Top of Extract

And, as such, it was linked to the old tests or trials – ordeals, judicial duels, judgements of God – that were practised in accusatory procedures long before the techniques of the Inquisition. Something of the joust survived, between the judge who ordered the judicial torture and the suspect who was tortured; the ‘patient’ – this is the term used to designate the victim – was subjected to a series of trials, graduated in severity, in which he succeeded if he ‘held out’, or failed if he confessed. (The first degree of torture was the sight of the instruments.
The search for truth through judicial torture was certainly a way of obtaining evidence, the most serious of all – the confession of the guilty person; but it was also the battle, and this victory of one adversary over the other, that ‘produced’ truth according to a ritual. In torture employed to extract a confession, there was an element of the investigation; there also was an element of the duel. It is as if investigation and punishment had become mixed. And this is not the least paradoxical thing about it.

Key Concepts

  • On this basis one may see the functioning of judicial torture, or interrogation under torture, as a torture of the truth.
  • it was certainly cruel, but it was not savage. It was a regulated practice, obeying a well-defined procedure; the various stages, their duration, the instruments used, the length of ropes and the heaviness of the weights used, the number of interventions made by the interrogating magistrate, all this was, according to the different local practices, carefully codified
  • it occupied a strict place in a complex penal mechanism, in which the procedure of an inquisitorial type was reinforced with elements of the accusatory system; in which the written demonstration required an oral correlative; in which the techniques of proof administered by the magistrates were mingled with the methods of the ordeal to which the accused was challenged
  • Something of the joust survived, between the judge who ordered the judicial torture and the suspect who was tortured; the ‘patient’ – this is the term used to designate the victim – was subjected to a series of trials, graduated in severity, in which he succeeded if he ‘held out’, or failed if he confessed.
  • In torture employed to extract a confession, there was an element of the investigation; there also was an element of the duel. It is as if investigation and punishment had become mixed.

Context

Responding to eighteenth‑century criticisms of torture, Foucault reconstructs how judicial torture actually functioned in classical law, emphasizing its codified, quasi‑ritual nature and its role in producing juridical truth.

Bottom of Extract
Top of Excerpted data

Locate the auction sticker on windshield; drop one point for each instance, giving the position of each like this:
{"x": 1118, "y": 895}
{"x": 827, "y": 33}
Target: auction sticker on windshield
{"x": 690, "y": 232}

Bottom of Excerpted data
Top of Excerpted data

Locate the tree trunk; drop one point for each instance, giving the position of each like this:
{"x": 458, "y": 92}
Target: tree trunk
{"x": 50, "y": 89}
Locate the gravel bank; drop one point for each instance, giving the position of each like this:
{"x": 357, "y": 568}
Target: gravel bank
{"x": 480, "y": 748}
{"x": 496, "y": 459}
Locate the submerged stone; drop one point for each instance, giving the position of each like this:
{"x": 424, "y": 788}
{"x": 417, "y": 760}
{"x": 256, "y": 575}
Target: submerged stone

Bottom of Excerpted data
Top of Excerpted data

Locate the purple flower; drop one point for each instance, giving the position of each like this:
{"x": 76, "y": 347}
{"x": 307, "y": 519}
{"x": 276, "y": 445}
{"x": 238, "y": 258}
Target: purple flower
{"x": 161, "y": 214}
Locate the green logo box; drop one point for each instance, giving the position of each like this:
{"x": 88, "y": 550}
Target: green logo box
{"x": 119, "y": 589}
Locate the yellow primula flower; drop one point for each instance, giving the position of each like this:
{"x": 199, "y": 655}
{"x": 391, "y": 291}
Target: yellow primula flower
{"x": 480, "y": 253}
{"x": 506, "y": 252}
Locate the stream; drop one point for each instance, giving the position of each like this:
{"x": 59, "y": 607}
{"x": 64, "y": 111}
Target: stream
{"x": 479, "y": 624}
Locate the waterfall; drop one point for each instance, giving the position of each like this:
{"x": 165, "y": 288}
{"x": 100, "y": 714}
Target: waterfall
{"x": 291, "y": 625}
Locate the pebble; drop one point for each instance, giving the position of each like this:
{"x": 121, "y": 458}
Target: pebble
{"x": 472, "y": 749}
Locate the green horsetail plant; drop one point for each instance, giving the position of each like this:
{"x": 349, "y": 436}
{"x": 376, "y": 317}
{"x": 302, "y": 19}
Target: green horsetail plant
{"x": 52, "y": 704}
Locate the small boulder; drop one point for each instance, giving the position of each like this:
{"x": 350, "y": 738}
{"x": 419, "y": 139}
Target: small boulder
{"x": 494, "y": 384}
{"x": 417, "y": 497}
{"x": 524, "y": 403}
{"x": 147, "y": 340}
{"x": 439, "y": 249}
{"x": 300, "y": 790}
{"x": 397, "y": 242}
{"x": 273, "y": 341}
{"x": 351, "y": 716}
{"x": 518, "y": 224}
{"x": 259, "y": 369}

Bottom of Excerpted data

• [Description of the task]
Copy the text on judicial torture word for word, everything from "The search for" down to "of the truth.".

• [Result of this exercise]
The search for truth through judicial torture was certainly a way of obtaining evidence, the most serious of all – the confession of the guilty person; but it was also the battle, and this victory of one adversary over the other, that ‘produced’ truth according to a ritual. In torture employed to extract a confession, there was an element of the investigation; there also was an element of the duel. It is as if investigation and punishment had become mixed. And this is not the least paradoxical thing about it.

Key Concepts

  • On this basis one may see the functioning of judicial torture, or interrogation under torture, as a torture of the truth.